*** ENTRIES PROVIDED ***
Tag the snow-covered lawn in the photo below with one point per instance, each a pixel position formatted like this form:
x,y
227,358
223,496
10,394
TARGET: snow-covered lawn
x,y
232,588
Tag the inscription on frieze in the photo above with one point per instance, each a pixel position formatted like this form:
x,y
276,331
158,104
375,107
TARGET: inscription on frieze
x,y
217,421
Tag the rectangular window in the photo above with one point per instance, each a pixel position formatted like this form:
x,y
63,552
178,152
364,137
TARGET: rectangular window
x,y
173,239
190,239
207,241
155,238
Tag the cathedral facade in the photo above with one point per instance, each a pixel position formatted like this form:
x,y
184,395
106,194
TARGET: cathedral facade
***
• _PROBLEM STATEMENT_: Quote the items word for word, from the line containing "Tag the rectangular" through the last line of the items, including both ends.

• _FULL OUTPUT_:
Tag the rectangular window in the photo above with one point per instance, each a pixel position formatted like this form:
x,y
63,552
178,152
364,137
TARGET: rectangular window
x,y
173,239
190,239
207,241
155,238
Tag the cathedral facade in the photo above with one point per instance, each a pixel position formatted like this form:
x,y
184,395
106,194
TARGET: cathedral facade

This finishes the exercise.